Stored data entries:
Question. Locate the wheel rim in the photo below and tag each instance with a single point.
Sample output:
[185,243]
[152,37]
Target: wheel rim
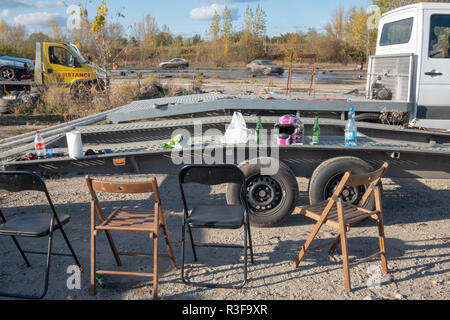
[7,74]
[265,195]
[349,194]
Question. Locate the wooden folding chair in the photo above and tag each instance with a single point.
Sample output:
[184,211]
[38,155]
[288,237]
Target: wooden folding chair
[127,220]
[341,216]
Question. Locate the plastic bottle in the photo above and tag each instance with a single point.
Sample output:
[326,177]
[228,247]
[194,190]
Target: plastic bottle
[351,130]
[259,129]
[316,132]
[39,145]
[172,143]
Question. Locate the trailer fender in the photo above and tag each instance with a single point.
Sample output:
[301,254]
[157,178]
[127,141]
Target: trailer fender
[327,176]
[81,89]
[271,199]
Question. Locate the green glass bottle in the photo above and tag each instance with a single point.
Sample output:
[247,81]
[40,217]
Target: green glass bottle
[316,132]
[259,129]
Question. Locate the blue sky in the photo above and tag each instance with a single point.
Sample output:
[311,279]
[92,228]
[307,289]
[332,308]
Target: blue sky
[184,17]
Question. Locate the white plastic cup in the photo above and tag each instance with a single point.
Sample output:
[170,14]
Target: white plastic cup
[74,144]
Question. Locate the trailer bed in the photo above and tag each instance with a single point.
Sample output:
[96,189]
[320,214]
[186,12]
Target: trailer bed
[136,147]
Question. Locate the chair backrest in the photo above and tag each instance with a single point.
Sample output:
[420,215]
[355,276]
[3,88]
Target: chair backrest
[123,187]
[369,179]
[17,181]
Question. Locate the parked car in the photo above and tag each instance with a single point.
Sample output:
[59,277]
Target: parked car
[13,68]
[176,63]
[265,67]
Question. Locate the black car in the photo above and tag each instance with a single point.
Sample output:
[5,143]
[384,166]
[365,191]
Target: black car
[265,67]
[13,68]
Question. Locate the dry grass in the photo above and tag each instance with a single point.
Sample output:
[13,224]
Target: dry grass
[58,101]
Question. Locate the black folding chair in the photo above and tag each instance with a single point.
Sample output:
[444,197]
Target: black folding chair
[32,224]
[217,216]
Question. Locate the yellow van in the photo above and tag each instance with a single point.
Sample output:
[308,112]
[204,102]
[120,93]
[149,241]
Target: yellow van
[61,63]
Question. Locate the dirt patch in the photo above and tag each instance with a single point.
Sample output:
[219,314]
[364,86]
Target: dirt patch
[416,216]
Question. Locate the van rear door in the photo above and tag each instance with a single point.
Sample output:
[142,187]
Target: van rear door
[434,78]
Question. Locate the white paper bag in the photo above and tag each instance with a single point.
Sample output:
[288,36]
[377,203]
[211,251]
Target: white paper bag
[74,144]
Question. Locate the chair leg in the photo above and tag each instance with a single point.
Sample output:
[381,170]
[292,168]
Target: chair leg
[21,251]
[93,263]
[113,248]
[250,242]
[381,238]
[345,261]
[70,246]
[183,241]
[3,219]
[46,277]
[169,247]
[335,245]
[245,256]
[192,243]
[307,244]
[155,266]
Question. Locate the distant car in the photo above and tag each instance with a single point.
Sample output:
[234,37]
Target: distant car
[176,63]
[13,68]
[265,67]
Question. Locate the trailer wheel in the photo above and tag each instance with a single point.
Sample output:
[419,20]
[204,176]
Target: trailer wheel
[271,199]
[327,176]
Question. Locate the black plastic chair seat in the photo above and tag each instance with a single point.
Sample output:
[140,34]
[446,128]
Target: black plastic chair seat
[221,217]
[31,225]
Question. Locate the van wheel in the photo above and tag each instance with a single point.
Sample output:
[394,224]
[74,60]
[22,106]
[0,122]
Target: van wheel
[327,176]
[7,73]
[271,199]
[81,91]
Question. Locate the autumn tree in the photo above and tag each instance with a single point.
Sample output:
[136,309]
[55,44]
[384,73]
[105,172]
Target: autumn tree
[251,43]
[359,40]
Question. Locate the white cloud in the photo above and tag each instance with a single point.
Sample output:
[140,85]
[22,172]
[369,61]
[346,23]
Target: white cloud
[39,19]
[230,1]
[13,4]
[207,13]
[5,13]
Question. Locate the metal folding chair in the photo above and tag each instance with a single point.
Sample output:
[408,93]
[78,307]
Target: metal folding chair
[32,225]
[217,216]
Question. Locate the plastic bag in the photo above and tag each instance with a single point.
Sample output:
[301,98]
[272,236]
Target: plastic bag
[237,131]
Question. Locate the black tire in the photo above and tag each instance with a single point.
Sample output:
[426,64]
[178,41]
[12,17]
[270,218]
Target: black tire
[81,91]
[7,73]
[5,106]
[326,177]
[271,199]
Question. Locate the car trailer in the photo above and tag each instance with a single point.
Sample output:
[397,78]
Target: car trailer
[136,147]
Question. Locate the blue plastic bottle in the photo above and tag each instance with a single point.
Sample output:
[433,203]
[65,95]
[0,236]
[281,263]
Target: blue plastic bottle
[351,130]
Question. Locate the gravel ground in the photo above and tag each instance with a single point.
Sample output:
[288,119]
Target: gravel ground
[418,249]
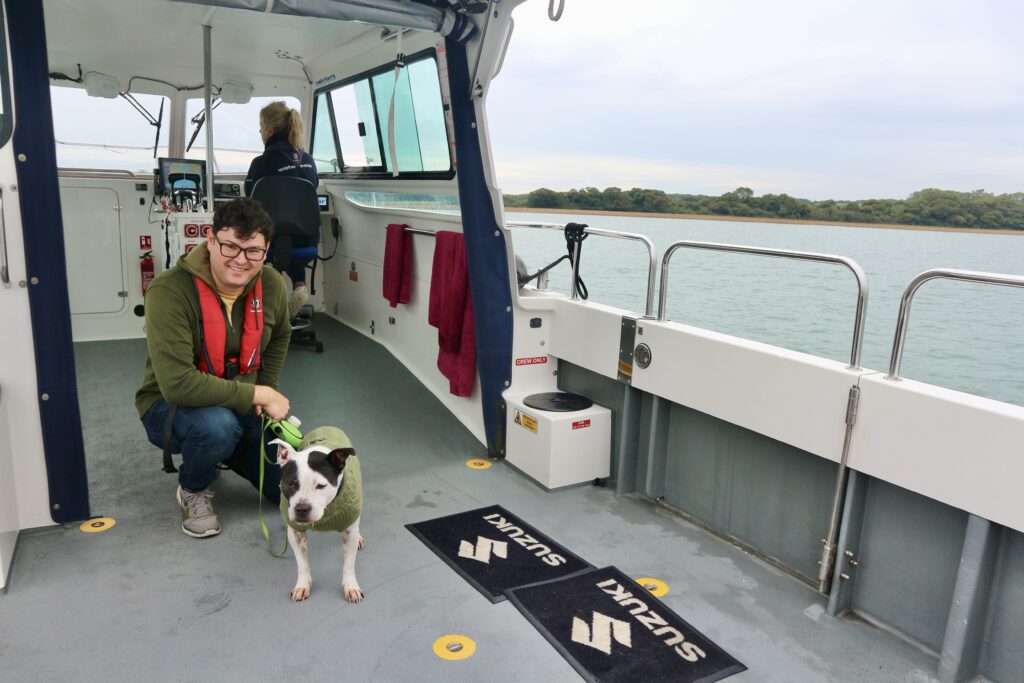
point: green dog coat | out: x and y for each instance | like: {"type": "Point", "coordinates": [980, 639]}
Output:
{"type": "Point", "coordinates": [347, 505]}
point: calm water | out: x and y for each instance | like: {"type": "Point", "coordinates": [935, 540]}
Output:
{"type": "Point", "coordinates": [962, 335]}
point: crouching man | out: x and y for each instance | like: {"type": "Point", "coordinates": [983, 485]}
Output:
{"type": "Point", "coordinates": [217, 333]}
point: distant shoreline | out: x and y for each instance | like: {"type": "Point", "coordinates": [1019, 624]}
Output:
{"type": "Point", "coordinates": [748, 219]}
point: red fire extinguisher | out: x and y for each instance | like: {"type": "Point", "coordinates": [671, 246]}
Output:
{"type": "Point", "coordinates": [147, 268]}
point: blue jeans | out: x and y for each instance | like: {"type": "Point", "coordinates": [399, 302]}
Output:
{"type": "Point", "coordinates": [207, 436]}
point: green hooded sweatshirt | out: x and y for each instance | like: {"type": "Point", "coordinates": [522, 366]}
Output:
{"type": "Point", "coordinates": [172, 337]}
{"type": "Point", "coordinates": [347, 505]}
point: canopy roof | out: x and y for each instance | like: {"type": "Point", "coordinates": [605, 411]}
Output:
{"type": "Point", "coordinates": [163, 39]}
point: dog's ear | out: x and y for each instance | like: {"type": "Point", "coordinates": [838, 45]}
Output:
{"type": "Point", "coordinates": [285, 451]}
{"type": "Point", "coordinates": [339, 456]}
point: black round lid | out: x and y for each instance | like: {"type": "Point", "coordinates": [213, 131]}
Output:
{"type": "Point", "coordinates": [558, 401]}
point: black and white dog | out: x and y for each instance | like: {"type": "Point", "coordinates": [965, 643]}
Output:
{"type": "Point", "coordinates": [322, 491]}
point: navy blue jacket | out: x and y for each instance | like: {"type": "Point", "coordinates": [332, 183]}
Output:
{"type": "Point", "coordinates": [280, 158]}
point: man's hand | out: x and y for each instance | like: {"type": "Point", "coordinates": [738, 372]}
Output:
{"type": "Point", "coordinates": [271, 402]}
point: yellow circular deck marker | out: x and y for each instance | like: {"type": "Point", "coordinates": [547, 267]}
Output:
{"type": "Point", "coordinates": [454, 647]}
{"type": "Point", "coordinates": [96, 525]}
{"type": "Point", "coordinates": [656, 587]}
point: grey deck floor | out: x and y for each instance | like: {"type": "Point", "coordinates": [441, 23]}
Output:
{"type": "Point", "coordinates": [144, 602]}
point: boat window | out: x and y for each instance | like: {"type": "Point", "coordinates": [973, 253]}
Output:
{"type": "Point", "coordinates": [420, 202]}
{"type": "Point", "coordinates": [352, 118]}
{"type": "Point", "coordinates": [5, 118]}
{"type": "Point", "coordinates": [236, 132]}
{"type": "Point", "coordinates": [96, 132]}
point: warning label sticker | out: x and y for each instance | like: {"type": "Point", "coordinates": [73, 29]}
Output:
{"type": "Point", "coordinates": [526, 421]}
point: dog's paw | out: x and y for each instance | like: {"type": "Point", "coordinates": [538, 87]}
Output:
{"type": "Point", "coordinates": [353, 593]}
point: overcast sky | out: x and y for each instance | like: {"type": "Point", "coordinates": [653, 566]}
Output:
{"type": "Point", "coordinates": [816, 98]}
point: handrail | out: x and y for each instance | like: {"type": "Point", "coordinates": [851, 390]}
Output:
{"type": "Point", "coordinates": [651, 269]}
{"type": "Point", "coordinates": [99, 172]}
{"type": "Point", "coordinates": [858, 325]}
{"type": "Point", "coordinates": [936, 273]}
{"type": "Point", "coordinates": [5, 266]}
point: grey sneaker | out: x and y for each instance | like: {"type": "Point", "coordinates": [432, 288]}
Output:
{"type": "Point", "coordinates": [198, 518]}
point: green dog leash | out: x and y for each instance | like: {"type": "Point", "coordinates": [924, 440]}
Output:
{"type": "Point", "coordinates": [289, 432]}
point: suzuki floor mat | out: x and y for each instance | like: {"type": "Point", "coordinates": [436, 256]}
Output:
{"type": "Point", "coordinates": [610, 629]}
{"type": "Point", "coordinates": [494, 550]}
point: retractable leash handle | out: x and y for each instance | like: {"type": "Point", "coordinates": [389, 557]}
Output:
{"type": "Point", "coordinates": [288, 431]}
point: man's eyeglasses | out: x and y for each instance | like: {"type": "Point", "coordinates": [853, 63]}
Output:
{"type": "Point", "coordinates": [231, 250]}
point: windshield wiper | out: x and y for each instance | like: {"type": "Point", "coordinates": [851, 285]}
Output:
{"type": "Point", "coordinates": [199, 120]}
{"type": "Point", "coordinates": [158, 122]}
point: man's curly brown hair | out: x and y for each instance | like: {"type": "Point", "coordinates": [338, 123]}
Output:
{"type": "Point", "coordinates": [246, 217]}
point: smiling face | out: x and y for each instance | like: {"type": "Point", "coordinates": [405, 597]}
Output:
{"type": "Point", "coordinates": [231, 273]}
{"type": "Point", "coordinates": [309, 479]}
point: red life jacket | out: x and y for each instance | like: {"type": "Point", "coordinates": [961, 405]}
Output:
{"type": "Point", "coordinates": [214, 329]}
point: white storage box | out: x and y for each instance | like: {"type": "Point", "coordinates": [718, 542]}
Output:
{"type": "Point", "coordinates": [558, 449]}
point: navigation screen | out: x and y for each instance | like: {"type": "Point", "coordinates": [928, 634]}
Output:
{"type": "Point", "coordinates": [175, 175]}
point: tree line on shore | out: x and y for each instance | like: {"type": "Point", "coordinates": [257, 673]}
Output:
{"type": "Point", "coordinates": [977, 209]}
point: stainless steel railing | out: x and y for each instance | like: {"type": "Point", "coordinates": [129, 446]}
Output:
{"type": "Point", "coordinates": [651, 268]}
{"type": "Point", "coordinates": [858, 325]}
{"type": "Point", "coordinates": [4, 265]}
{"type": "Point", "coordinates": [936, 273]}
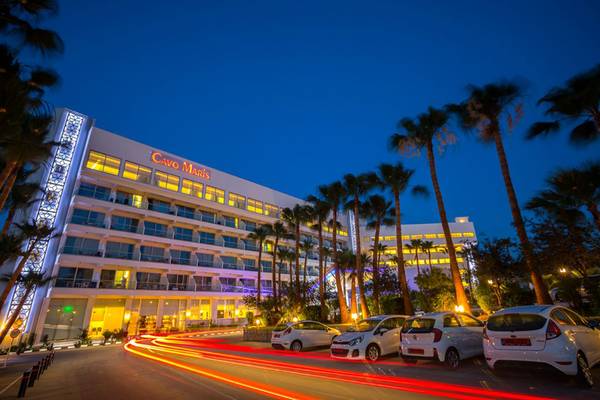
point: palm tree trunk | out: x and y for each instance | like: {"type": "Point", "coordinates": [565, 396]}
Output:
{"type": "Point", "coordinates": [15, 314]}
{"type": "Point", "coordinates": [9, 218]}
{"type": "Point", "coordinates": [10, 182]}
{"type": "Point", "coordinates": [402, 284]}
{"type": "Point", "coordinates": [541, 291]}
{"type": "Point", "coordinates": [376, 270]}
{"type": "Point", "coordinates": [461, 297]}
{"type": "Point", "coordinates": [338, 278]}
{"type": "Point", "coordinates": [259, 273]}
{"type": "Point", "coordinates": [321, 274]}
{"type": "Point", "coordinates": [360, 273]}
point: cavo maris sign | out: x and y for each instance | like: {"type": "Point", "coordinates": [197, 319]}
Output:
{"type": "Point", "coordinates": [189, 168]}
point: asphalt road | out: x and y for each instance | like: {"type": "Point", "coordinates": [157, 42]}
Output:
{"type": "Point", "coordinates": [226, 368]}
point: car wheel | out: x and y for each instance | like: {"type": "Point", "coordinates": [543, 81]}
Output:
{"type": "Point", "coordinates": [372, 353]}
{"type": "Point", "coordinates": [584, 375]}
{"type": "Point", "coordinates": [296, 346]}
{"type": "Point", "coordinates": [452, 359]}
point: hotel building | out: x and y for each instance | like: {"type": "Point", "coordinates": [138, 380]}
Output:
{"type": "Point", "coordinates": [148, 240]}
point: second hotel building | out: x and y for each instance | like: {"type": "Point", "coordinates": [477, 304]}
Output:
{"type": "Point", "coordinates": [151, 241]}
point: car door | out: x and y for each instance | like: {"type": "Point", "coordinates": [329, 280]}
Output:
{"type": "Point", "coordinates": [473, 331]}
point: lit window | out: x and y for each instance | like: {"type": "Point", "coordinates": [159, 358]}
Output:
{"type": "Point", "coordinates": [255, 206]}
{"type": "Point", "coordinates": [191, 188]}
{"type": "Point", "coordinates": [137, 172]}
{"type": "Point", "coordinates": [214, 194]}
{"type": "Point", "coordinates": [102, 162]}
{"type": "Point", "coordinates": [235, 200]}
{"type": "Point", "coordinates": [166, 181]}
{"type": "Point", "coordinates": [272, 210]}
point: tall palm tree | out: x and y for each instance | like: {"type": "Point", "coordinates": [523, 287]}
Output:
{"type": "Point", "coordinates": [357, 186]}
{"type": "Point", "coordinates": [334, 194]}
{"type": "Point", "coordinates": [320, 212]}
{"type": "Point", "coordinates": [421, 134]}
{"type": "Point", "coordinates": [426, 247]}
{"type": "Point", "coordinates": [572, 189]}
{"type": "Point", "coordinates": [278, 232]}
{"type": "Point", "coordinates": [484, 110]}
{"type": "Point", "coordinates": [30, 281]}
{"type": "Point", "coordinates": [377, 210]}
{"type": "Point", "coordinates": [578, 102]}
{"type": "Point", "coordinates": [34, 234]}
{"type": "Point", "coordinates": [260, 235]}
{"type": "Point", "coordinates": [295, 217]}
{"type": "Point", "coordinates": [396, 179]}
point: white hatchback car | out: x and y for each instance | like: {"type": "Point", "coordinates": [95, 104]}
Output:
{"type": "Point", "coordinates": [543, 334]}
{"type": "Point", "coordinates": [445, 336]}
{"type": "Point", "coordinates": [300, 335]}
{"type": "Point", "coordinates": [370, 338]}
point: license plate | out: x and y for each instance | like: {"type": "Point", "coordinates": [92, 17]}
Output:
{"type": "Point", "coordinates": [516, 342]}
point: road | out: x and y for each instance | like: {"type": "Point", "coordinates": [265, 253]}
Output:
{"type": "Point", "coordinates": [224, 367]}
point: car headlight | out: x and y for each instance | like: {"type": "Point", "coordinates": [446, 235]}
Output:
{"type": "Point", "coordinates": [356, 341]}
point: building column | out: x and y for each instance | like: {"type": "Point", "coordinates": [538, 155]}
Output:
{"type": "Point", "coordinates": [41, 320]}
{"type": "Point", "coordinates": [87, 317]}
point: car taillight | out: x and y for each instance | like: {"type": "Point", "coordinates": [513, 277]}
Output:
{"type": "Point", "coordinates": [552, 331]}
{"type": "Point", "coordinates": [437, 335]}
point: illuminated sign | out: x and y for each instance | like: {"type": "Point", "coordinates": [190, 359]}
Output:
{"type": "Point", "coordinates": [189, 168]}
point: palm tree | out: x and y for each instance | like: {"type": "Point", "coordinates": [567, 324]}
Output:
{"type": "Point", "coordinates": [569, 190]}
{"type": "Point", "coordinates": [396, 179]}
{"type": "Point", "coordinates": [421, 134]}
{"type": "Point", "coordinates": [426, 247]}
{"type": "Point", "coordinates": [260, 235]}
{"type": "Point", "coordinates": [34, 234]}
{"type": "Point", "coordinates": [278, 231]}
{"type": "Point", "coordinates": [320, 212]}
{"type": "Point", "coordinates": [333, 194]}
{"type": "Point", "coordinates": [576, 102]}
{"type": "Point", "coordinates": [483, 110]}
{"type": "Point", "coordinates": [377, 210]}
{"type": "Point", "coordinates": [18, 18]}
{"type": "Point", "coordinates": [295, 217]}
{"type": "Point", "coordinates": [355, 187]}
{"type": "Point", "coordinates": [30, 281]}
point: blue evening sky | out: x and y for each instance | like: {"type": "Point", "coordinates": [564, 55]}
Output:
{"type": "Point", "coordinates": [293, 94]}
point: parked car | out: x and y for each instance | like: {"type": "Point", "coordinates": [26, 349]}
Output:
{"type": "Point", "coordinates": [300, 335]}
{"type": "Point", "coordinates": [544, 334]}
{"type": "Point", "coordinates": [447, 337]}
{"type": "Point", "coordinates": [370, 338]}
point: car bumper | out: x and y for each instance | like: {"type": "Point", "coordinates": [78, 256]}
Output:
{"type": "Point", "coordinates": [564, 360]}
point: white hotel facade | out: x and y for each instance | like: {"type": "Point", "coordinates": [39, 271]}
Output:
{"type": "Point", "coordinates": [150, 241]}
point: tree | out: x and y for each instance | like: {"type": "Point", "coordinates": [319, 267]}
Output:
{"type": "Point", "coordinates": [260, 234]}
{"type": "Point", "coordinates": [483, 111]}
{"type": "Point", "coordinates": [377, 210]}
{"type": "Point", "coordinates": [320, 212]}
{"type": "Point", "coordinates": [333, 194]}
{"type": "Point", "coordinates": [421, 134]}
{"type": "Point", "coordinates": [30, 280]}
{"type": "Point", "coordinates": [396, 179]}
{"type": "Point", "coordinates": [577, 102]}
{"type": "Point", "coordinates": [295, 217]}
{"type": "Point", "coordinates": [426, 247]}
{"type": "Point", "coordinates": [34, 234]}
{"type": "Point", "coordinates": [569, 190]}
{"type": "Point", "coordinates": [355, 187]}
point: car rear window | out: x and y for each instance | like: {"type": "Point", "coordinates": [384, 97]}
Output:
{"type": "Point", "coordinates": [418, 325]}
{"type": "Point", "coordinates": [515, 322]}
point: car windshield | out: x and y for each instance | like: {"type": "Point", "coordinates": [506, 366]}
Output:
{"type": "Point", "coordinates": [365, 325]}
{"type": "Point", "coordinates": [515, 322]}
{"type": "Point", "coordinates": [418, 325]}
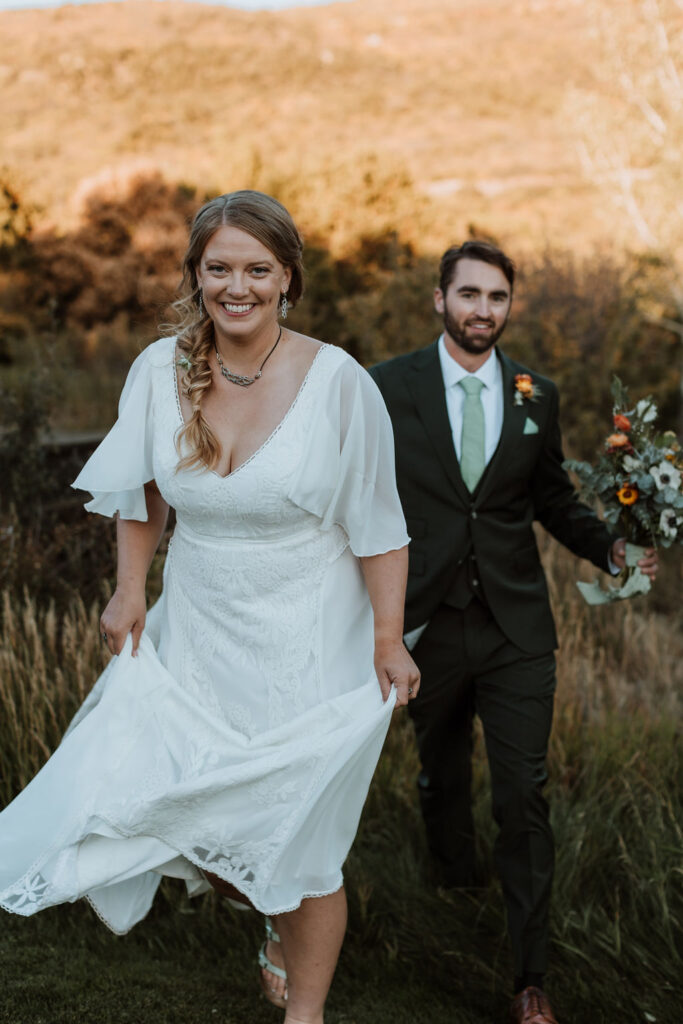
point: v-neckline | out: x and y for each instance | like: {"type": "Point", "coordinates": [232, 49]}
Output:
{"type": "Point", "coordinates": [275, 429]}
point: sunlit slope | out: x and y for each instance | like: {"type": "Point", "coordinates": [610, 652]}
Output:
{"type": "Point", "coordinates": [465, 99]}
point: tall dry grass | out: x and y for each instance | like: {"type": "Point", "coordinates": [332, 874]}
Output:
{"type": "Point", "coordinates": [615, 793]}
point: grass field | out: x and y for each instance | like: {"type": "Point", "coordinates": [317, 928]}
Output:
{"type": "Point", "coordinates": [413, 952]}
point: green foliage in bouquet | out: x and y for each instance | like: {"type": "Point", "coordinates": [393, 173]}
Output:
{"type": "Point", "coordinates": [637, 482]}
{"type": "Point", "coordinates": [637, 479]}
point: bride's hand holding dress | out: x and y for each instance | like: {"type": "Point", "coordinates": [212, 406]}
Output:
{"type": "Point", "coordinates": [136, 544]}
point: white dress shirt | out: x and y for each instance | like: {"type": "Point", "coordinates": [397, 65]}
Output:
{"type": "Point", "coordinates": [491, 375]}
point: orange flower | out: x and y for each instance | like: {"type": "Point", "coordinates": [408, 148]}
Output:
{"type": "Point", "coordinates": [524, 384]}
{"type": "Point", "coordinates": [627, 494]}
{"type": "Point", "coordinates": [622, 422]}
{"type": "Point", "coordinates": [617, 440]}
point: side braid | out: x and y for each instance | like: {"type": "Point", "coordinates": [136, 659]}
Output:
{"type": "Point", "coordinates": [197, 343]}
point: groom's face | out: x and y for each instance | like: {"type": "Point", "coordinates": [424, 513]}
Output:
{"type": "Point", "coordinates": [475, 306]}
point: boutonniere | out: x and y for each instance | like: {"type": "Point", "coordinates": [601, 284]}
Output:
{"type": "Point", "coordinates": [525, 389]}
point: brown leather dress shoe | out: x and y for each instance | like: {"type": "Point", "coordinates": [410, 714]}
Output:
{"type": "Point", "coordinates": [531, 1007]}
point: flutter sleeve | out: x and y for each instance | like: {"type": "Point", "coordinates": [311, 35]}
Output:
{"type": "Point", "coordinates": [347, 474]}
{"type": "Point", "coordinates": [117, 471]}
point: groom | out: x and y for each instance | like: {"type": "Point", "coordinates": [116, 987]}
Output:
{"type": "Point", "coordinates": [478, 459]}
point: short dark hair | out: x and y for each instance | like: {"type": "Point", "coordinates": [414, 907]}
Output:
{"type": "Point", "coordinates": [483, 251]}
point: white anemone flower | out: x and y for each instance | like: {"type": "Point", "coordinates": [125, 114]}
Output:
{"type": "Point", "coordinates": [669, 523]}
{"type": "Point", "coordinates": [666, 475]}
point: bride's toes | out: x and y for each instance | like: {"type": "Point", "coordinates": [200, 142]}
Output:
{"type": "Point", "coordinates": [273, 976]}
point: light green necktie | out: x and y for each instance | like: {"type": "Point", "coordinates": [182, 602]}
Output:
{"type": "Point", "coordinates": [472, 452]}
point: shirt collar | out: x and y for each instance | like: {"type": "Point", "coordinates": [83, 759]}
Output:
{"type": "Point", "coordinates": [454, 373]}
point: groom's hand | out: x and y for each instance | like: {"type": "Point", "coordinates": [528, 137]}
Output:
{"type": "Point", "coordinates": [648, 564]}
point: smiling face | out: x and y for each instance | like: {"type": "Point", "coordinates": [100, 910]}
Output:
{"type": "Point", "coordinates": [242, 285]}
{"type": "Point", "coordinates": [475, 306]}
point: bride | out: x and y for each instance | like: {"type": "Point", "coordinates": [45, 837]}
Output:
{"type": "Point", "coordinates": [232, 737]}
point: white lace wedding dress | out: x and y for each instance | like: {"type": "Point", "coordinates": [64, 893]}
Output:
{"type": "Point", "coordinates": [243, 737]}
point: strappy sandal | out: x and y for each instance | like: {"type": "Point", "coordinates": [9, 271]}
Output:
{"type": "Point", "coordinates": [265, 964]}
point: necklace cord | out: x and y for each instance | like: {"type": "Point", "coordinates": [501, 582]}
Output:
{"type": "Point", "coordinates": [240, 379]}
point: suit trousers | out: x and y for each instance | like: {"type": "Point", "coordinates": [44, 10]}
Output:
{"type": "Point", "coordinates": [469, 667]}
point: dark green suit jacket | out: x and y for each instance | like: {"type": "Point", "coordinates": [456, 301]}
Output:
{"type": "Point", "coordinates": [523, 481]}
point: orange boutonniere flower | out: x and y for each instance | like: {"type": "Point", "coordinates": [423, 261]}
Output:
{"type": "Point", "coordinates": [616, 442]}
{"type": "Point", "coordinates": [627, 494]}
{"type": "Point", "coordinates": [524, 388]}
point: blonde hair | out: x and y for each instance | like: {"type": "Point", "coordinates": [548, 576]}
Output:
{"type": "Point", "coordinates": [265, 219]}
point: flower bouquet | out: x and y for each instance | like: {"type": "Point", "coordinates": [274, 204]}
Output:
{"type": "Point", "coordinates": [637, 481]}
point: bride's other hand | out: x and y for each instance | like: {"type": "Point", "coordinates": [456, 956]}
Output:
{"type": "Point", "coordinates": [125, 613]}
{"type": "Point", "coordinates": [394, 667]}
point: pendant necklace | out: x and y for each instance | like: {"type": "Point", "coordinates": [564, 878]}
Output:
{"type": "Point", "coordinates": [239, 378]}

REQUIRED ACTION: Every line that contains "face" should be copied out of the data.

EXERCISE RESULT:
point: smiling face | out: x and y for each instance | like: {"type": "Point", "coordinates": [405, 597]}
point: groom's face | out: x and y for each instance | like: {"type": "Point", "coordinates": [424, 513]}
point: smiling face | out: x and y for each instance | like: {"type": "Point", "coordinates": [100, 910]}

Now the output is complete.